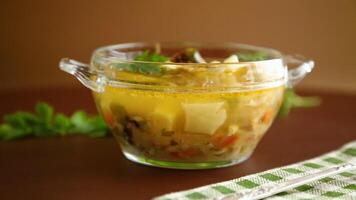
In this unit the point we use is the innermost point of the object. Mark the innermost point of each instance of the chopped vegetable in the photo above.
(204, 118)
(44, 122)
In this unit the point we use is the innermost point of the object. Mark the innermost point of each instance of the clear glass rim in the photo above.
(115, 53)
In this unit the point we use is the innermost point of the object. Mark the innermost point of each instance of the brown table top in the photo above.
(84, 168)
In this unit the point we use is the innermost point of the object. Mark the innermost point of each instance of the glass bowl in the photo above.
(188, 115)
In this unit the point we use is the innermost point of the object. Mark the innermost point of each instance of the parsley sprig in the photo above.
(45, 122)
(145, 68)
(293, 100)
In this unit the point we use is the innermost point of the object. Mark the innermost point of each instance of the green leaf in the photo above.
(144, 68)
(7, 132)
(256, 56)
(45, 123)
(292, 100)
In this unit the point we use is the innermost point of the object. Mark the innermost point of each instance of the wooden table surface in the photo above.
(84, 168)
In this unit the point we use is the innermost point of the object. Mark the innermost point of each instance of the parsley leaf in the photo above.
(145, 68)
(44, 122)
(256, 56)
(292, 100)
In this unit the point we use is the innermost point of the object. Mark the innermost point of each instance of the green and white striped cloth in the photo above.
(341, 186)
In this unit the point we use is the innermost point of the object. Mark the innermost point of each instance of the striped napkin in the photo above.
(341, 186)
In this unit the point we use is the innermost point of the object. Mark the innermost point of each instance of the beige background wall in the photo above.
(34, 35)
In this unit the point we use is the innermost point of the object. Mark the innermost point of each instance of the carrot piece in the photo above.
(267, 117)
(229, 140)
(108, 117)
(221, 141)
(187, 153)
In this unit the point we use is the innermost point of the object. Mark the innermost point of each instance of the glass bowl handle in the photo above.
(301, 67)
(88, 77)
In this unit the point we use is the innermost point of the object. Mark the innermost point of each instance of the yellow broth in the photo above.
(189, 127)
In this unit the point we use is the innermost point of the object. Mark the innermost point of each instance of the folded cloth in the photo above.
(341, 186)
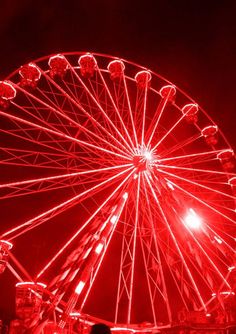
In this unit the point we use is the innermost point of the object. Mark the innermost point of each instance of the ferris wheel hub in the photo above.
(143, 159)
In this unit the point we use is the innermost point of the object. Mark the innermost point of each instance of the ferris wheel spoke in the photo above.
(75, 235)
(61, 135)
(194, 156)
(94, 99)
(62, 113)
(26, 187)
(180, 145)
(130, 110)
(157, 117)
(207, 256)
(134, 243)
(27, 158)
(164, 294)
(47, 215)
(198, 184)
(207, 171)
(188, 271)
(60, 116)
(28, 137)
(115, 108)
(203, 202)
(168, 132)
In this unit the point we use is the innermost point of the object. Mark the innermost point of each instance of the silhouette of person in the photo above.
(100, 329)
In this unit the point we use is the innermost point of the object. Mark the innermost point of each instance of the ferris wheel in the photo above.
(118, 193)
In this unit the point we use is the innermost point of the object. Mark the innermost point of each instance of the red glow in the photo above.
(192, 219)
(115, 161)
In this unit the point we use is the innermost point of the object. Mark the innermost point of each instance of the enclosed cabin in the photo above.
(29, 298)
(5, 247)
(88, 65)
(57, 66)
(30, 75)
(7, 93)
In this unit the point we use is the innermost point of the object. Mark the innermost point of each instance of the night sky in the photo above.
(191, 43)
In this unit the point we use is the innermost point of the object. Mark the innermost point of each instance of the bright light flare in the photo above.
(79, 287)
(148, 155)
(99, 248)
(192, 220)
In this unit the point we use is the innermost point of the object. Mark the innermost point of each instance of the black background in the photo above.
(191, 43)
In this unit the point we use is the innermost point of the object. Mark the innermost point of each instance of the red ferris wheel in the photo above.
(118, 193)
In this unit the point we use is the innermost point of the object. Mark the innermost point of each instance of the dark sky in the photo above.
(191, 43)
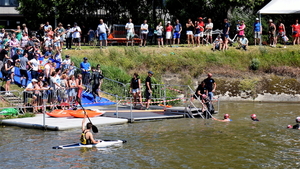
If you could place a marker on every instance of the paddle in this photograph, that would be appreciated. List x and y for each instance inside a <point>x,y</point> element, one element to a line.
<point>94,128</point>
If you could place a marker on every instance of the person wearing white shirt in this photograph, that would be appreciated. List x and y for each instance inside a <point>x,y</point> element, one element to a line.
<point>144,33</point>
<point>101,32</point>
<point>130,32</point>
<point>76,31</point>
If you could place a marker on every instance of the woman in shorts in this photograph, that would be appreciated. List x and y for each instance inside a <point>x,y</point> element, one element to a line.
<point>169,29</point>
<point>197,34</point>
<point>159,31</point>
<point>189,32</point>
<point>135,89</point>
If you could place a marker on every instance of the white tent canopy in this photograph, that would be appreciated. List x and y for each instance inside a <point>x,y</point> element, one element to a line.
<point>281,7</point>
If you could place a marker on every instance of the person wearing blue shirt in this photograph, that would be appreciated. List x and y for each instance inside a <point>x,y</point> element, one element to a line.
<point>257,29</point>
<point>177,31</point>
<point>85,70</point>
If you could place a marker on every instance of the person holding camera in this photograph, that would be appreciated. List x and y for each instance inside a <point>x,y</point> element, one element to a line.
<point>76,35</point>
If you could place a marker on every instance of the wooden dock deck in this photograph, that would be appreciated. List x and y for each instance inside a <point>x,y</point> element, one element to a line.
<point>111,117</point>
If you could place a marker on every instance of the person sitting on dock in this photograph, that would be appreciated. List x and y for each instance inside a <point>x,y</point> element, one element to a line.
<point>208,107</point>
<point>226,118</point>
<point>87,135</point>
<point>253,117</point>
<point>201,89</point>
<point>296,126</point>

========================================================================

Through to the final line, copy the material above exactly and skip the images.

In this unit the point we use is the innermost point of the object. Mark the innermost point of each instance of the chopped vegetable in the photo above.
(204, 118)
(44, 122)
In this unit the point we use is the innermost point of the object. Mark the innermost point of each instance of the clear glass rim in the photo above.
(115, 53)
In this unit the point we use is the innermost point of the object. Mark the innermost point of each instance of the brown table top in the photo above.
(84, 168)
In this unit the point we use is the innermost point of the object. Mark the innermost point of each instance of the glass bowl in the photo above.
(188, 115)
In this unit the point we use is the innermost point of the object. Mark the innermost point of each instance of the parsley sprig in the photo above.
(45, 122)
(145, 68)
(293, 100)
In this unit the point we use is the innermost point of the object. Mark the innermost point of each instance of the green leaf in the photo above.
(144, 68)
(7, 132)
(256, 56)
(45, 123)
(292, 100)
In this unit the point we use is the innermost point of the object. Mark the innermost point of each instance of the wooden table surface in the photo above.
(84, 168)
In this unit the point we use is the innermost point of the object. Mark the innermost point of each instance of the parsley leaf in the photo above.
(145, 68)
(44, 122)
(256, 56)
(292, 100)
In this unit the point we use is the innermost point of the object. Mark the innermost point of each instance of the green and white striped cloth in the photo above.
(341, 186)
In this unit the point we use is the innermost point of the object. Mark the innermost point of each instance of the striped napkin in the photo above.
(341, 186)
In this unit the point we use is the innermost point of the object. Mark the innermost point of each instance of the beige background wall in the photo above.
(34, 35)
In this unit the point we use is the innermost point of the object. Mark the innermost point of each instance of the carrot piece in the photo above.
(267, 117)
(229, 140)
(108, 117)
(221, 141)
(187, 153)
In this unit the point we use is the innermost point of the object. Mark the innermost point of each instance of the glass bowl handle in the photo above.
(301, 67)
(88, 77)
In this unit the point we use is the innermost point of the object. Mark the innermost point of each instance of the yellow broth in the photo above.
(189, 127)
In this unit the point we use is the innermost point of the object. Mark the innermost point of each instance of the folded cloth in the photo above.
(341, 186)
In this unit the point we use is the innermost point of the object. Mark the innermost point of each instance of the ferris wheel hub in the photo above.
(143, 159)
In this unit the point we use is the innermost point of the object. Mark the innermost point of each instance of the ferris wheel spoke in the photo above.
(75, 235)
(61, 135)
(194, 156)
(94, 99)
(62, 113)
(26, 187)
(180, 145)
(130, 110)
(157, 117)
(207, 256)
(134, 243)
(27, 158)
(164, 294)
(47, 215)
(198, 184)
(207, 171)
(188, 271)
(60, 116)
(28, 137)
(115, 108)
(203, 202)
(168, 132)
In this unit the point we use is the innermost point of the object. Mark the innermost point of each instance of the silhouette of person in the photo above.
(100, 329)
In this unit the point we use is the innermost point of the object. Mark the innermost point of each instance of the ferris wheel in the photo above.
(118, 193)
In this unit the point we use is the innermost point of the object. Mark the innermost point of each instance of the red glow in the photo above.
(192, 219)
(115, 161)
In this unit the point we use is the innermost point of the object. Mark the innermost point of each instance of the enclosed cabin in the photo above.
(29, 298)
(5, 247)
(88, 65)
(57, 66)
(30, 75)
(7, 93)
In this unit the point we use is the innermost point of the object. Mark the innermost point of each instance of the night sky in the photo above.
(191, 43)
In this unit the point we use is the innermost point of the object. Mark the innermost point of each instance of the bright light flare in the photo above.
(79, 287)
(148, 155)
(99, 248)
(192, 220)
In this unit the point we use is the innermost point of the object. Mark the innermost point of each instance of the black background in the photo above.
(191, 43)
In this unit the point we use is the innermost point of the object. Mark the innermost point of each instance of the red ferris wheel in the photo above.
(118, 193)
In this unit the point we use is the innermost point of the object. Mark the innermost point of each instance of the dark sky in the photo above.
(191, 43)
If you could place a marker on every instance of the paddle in this photograph, that would be appreciated. List x and y for each instance inside a <point>x,y</point> element, one element to a line.
<point>94,128</point>
If you could place a marker on every instance of the person wearing white shirt in this photograph, that would be appreciated. List x and y for each instance inside a <point>x,y</point> element, one element to a line.
<point>144,33</point>
<point>101,32</point>
<point>130,32</point>
<point>76,31</point>
If you could place a marker on every instance of the woman in shorts in this photograph, that would be appreciated. List x and y for each instance inside a <point>x,y</point> element, one element to a line.
<point>169,29</point>
<point>197,34</point>
<point>159,31</point>
<point>189,32</point>
<point>135,89</point>
If you could place a marker on every instance of the white tent canopy in this photograph, that would be appreciated. List x and y for each instance inside a <point>x,y</point> element, one element to a line.
<point>281,7</point>
If you could place a marker on every instance of the person wearing blue shirt in this photograph, that would be appreciated. List x and y for each instance inside a <point>x,y</point> element, one element to a line.
<point>257,29</point>
<point>177,31</point>
<point>85,70</point>
If you could place a marker on every instance of the person holding camera in this photograph, that would be appreciated. List x and y for each instance inside a <point>x,y</point> element, one element to a line.
<point>76,35</point>
If you could place a marker on every instance of the wooden dock deck in this photograph, that would be appreciated. List x and y for each instance inside a <point>x,y</point> element, one element to a line.
<point>111,117</point>
If you could place a marker on every instance of the person sitting on dock in this photograph, that would be appreciated. List x and y for each instance inside a <point>x,y</point> element, one element to a line.
<point>208,107</point>
<point>226,118</point>
<point>87,135</point>
<point>253,117</point>
<point>201,89</point>
<point>296,126</point>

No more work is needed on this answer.